EXERCISE DETAILS:
What you write must match exactly the lines from the one with "of the blue" through the last line of the material below.

RECORDS FOR THIS TASK:

____________________

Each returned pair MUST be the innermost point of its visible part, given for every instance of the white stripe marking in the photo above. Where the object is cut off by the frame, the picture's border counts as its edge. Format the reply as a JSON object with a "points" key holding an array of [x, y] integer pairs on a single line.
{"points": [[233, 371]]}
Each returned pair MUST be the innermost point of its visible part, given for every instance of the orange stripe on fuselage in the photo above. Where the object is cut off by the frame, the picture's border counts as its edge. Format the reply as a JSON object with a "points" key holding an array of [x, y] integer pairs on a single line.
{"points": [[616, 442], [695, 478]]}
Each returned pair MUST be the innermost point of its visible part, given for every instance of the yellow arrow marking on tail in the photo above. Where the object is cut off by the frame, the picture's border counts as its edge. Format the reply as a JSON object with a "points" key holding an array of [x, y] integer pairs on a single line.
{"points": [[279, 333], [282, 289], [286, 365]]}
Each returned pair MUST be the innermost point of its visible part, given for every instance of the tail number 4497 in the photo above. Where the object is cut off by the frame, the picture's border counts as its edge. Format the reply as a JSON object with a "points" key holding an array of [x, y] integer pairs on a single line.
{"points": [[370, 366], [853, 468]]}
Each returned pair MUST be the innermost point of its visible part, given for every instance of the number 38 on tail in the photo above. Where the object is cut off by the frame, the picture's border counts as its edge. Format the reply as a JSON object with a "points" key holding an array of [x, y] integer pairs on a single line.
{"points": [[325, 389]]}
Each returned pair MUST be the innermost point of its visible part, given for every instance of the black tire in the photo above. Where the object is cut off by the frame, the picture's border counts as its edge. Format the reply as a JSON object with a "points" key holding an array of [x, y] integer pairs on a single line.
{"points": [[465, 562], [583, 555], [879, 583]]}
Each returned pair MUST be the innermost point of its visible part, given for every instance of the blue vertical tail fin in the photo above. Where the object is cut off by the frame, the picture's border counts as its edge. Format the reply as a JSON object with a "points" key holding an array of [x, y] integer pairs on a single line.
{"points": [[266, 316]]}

____________________

ANSWER SECTION:
Each returned pair MUST be the innermost point of its visible part, given for every instance of the blue vertical tail fin in the photo above. Where the object is cut off by the frame, the picture's border counts as its edge. Format the reply as a JSON object with a "points" key holding an array of [x, y] integer pairs on a single line.
{"points": [[266, 316]]}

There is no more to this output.